● Written instruction
Every entry must be copied word for word.

● Data provided
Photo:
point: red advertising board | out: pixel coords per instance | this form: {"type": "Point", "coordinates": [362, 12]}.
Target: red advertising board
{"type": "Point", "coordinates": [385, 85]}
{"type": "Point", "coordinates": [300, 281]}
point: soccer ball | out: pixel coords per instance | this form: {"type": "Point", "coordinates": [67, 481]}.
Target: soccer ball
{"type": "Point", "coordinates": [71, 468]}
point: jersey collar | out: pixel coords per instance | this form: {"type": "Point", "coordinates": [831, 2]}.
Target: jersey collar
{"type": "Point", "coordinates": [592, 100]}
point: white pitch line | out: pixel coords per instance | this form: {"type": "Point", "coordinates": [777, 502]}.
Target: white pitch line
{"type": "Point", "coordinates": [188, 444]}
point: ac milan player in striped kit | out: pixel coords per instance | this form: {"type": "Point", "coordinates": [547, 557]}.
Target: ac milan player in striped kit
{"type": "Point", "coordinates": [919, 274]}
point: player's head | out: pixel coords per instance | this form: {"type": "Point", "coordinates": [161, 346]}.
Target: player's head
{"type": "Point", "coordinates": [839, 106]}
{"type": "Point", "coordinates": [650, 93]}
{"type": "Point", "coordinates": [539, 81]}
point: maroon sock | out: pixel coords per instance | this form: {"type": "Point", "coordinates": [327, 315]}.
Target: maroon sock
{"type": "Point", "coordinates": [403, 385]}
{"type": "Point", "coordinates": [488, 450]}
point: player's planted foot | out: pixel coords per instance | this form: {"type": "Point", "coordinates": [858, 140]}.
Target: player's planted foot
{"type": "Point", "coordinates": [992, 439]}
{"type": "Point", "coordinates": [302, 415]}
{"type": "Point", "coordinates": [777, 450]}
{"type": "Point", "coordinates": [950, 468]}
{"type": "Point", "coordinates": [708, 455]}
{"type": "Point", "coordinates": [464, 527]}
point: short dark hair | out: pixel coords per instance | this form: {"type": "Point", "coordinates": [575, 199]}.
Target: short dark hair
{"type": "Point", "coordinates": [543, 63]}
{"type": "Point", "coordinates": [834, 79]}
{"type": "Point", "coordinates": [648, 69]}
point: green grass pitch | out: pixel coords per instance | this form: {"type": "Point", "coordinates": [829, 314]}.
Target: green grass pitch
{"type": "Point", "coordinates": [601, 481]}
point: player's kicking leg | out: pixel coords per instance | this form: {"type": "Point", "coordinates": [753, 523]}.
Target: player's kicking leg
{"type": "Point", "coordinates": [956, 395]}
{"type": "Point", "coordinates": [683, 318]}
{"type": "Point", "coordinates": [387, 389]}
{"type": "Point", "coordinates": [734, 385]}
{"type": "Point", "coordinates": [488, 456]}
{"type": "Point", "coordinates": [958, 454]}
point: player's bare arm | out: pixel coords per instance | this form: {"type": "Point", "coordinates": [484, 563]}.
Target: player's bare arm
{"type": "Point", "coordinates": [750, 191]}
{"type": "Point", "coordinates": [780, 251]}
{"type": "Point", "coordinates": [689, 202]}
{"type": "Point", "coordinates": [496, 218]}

● Task answer
Photo:
point: red advertising board | out: pixel coords per instance | this form: {"type": "Point", "coordinates": [362, 12]}.
Target: red advertising board
{"type": "Point", "coordinates": [385, 85]}
{"type": "Point", "coordinates": [300, 281]}
point: soccer ball | out: pixel coords per instance | this form: {"type": "Point", "coordinates": [67, 481]}.
Target: soccer ball
{"type": "Point", "coordinates": [71, 468]}
point: jersey collar | out: pixel coords per instance | this form: {"type": "Point", "coordinates": [831, 2]}.
Target: jersey collar
{"type": "Point", "coordinates": [592, 100]}
point: white pitch line | out: pixel coords per instance | this form: {"type": "Point", "coordinates": [777, 502]}.
Target: white pitch line
{"type": "Point", "coordinates": [188, 444]}
point: ac milan player in striped kit | out: pixel coords per instance | this form: {"type": "Point", "coordinates": [547, 557]}.
Target: ac milan player in striped kit
{"type": "Point", "coordinates": [919, 274]}
point: player's head | out: pixel coords per instance | this form: {"type": "Point", "coordinates": [161, 346]}.
Target: player's head
{"type": "Point", "coordinates": [839, 106]}
{"type": "Point", "coordinates": [650, 93]}
{"type": "Point", "coordinates": [539, 81]}
point: maroon sock | out: pixel coords per instance | this form: {"type": "Point", "coordinates": [327, 315]}.
Target: maroon sock
{"type": "Point", "coordinates": [403, 385]}
{"type": "Point", "coordinates": [488, 450]}
point: player's planted foot | out: pixel coords per instance | this form: {"type": "Point", "coordinates": [858, 140]}.
Target: player's planted foot
{"type": "Point", "coordinates": [992, 439]}
{"type": "Point", "coordinates": [302, 415]}
{"type": "Point", "coordinates": [777, 450]}
{"type": "Point", "coordinates": [950, 468]}
{"type": "Point", "coordinates": [708, 455]}
{"type": "Point", "coordinates": [464, 527]}
point: short dark hair | out: pixel coords per instance | this form: {"type": "Point", "coordinates": [575, 199]}.
Target: short dark hair
{"type": "Point", "coordinates": [543, 63]}
{"type": "Point", "coordinates": [834, 79]}
{"type": "Point", "coordinates": [648, 69]}
point: green grass pitch | out: pixel coords per instance | this form: {"type": "Point", "coordinates": [829, 314]}.
Target: green grass pitch
{"type": "Point", "coordinates": [601, 481]}
point: player's kicking leg | out: pixel coords per instance | this form: {"type": "Point", "coordinates": [753, 523]}.
Target: player's kicking leg
{"type": "Point", "coordinates": [956, 395]}
{"type": "Point", "coordinates": [683, 318]}
{"type": "Point", "coordinates": [387, 389]}
{"type": "Point", "coordinates": [734, 385]}
{"type": "Point", "coordinates": [488, 456]}
{"type": "Point", "coordinates": [958, 454]}
point: player's bare arm | out: pixel coords per instance | this form: {"type": "Point", "coordinates": [484, 563]}.
Target: player's bare arm
{"type": "Point", "coordinates": [750, 191]}
{"type": "Point", "coordinates": [780, 251]}
{"type": "Point", "coordinates": [689, 202]}
{"type": "Point", "coordinates": [496, 218]}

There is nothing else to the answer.